* _Data extract_:
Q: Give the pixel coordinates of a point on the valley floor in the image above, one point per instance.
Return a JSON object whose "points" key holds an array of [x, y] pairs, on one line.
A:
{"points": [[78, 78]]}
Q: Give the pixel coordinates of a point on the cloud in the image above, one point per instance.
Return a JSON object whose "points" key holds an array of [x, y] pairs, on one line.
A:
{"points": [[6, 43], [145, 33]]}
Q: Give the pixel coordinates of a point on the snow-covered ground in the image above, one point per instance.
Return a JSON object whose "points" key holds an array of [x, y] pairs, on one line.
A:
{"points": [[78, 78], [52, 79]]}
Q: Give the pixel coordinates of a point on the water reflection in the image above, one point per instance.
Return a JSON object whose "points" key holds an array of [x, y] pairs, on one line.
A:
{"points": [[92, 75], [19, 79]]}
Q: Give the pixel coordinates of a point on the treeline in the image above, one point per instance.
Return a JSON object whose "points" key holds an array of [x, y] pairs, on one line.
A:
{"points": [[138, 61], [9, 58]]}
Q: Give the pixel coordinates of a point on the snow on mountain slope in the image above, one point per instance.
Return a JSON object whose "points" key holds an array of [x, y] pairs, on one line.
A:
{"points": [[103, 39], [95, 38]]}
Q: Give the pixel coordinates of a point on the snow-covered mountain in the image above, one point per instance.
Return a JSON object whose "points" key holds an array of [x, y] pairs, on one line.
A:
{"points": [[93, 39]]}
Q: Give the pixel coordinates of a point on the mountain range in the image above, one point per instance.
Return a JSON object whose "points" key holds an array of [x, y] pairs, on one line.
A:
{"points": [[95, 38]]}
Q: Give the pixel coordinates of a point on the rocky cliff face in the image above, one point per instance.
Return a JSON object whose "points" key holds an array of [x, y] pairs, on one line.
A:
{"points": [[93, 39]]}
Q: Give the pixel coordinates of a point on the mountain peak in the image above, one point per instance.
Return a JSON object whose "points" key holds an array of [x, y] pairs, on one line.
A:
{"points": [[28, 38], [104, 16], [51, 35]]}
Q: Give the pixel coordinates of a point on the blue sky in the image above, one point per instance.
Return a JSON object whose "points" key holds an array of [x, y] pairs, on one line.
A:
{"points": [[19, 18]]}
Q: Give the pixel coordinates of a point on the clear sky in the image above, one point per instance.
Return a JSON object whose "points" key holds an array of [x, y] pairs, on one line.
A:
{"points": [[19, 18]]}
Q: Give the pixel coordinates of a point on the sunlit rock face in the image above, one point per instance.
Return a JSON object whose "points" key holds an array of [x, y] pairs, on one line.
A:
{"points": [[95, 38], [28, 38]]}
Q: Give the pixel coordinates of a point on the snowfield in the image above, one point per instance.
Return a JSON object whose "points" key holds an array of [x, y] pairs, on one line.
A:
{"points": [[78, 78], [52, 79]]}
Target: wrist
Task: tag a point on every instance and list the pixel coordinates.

* _Action item_: All lines that include the word "covered" must be copied from the material above.

* _Written reply_:
Q: Give the pixel coordinates of a point on the snow-covered ground in the image above, one point per instance.
Q: Give the pixel coordinates of a point on the snow-covered mountain in the image above, one point per instance.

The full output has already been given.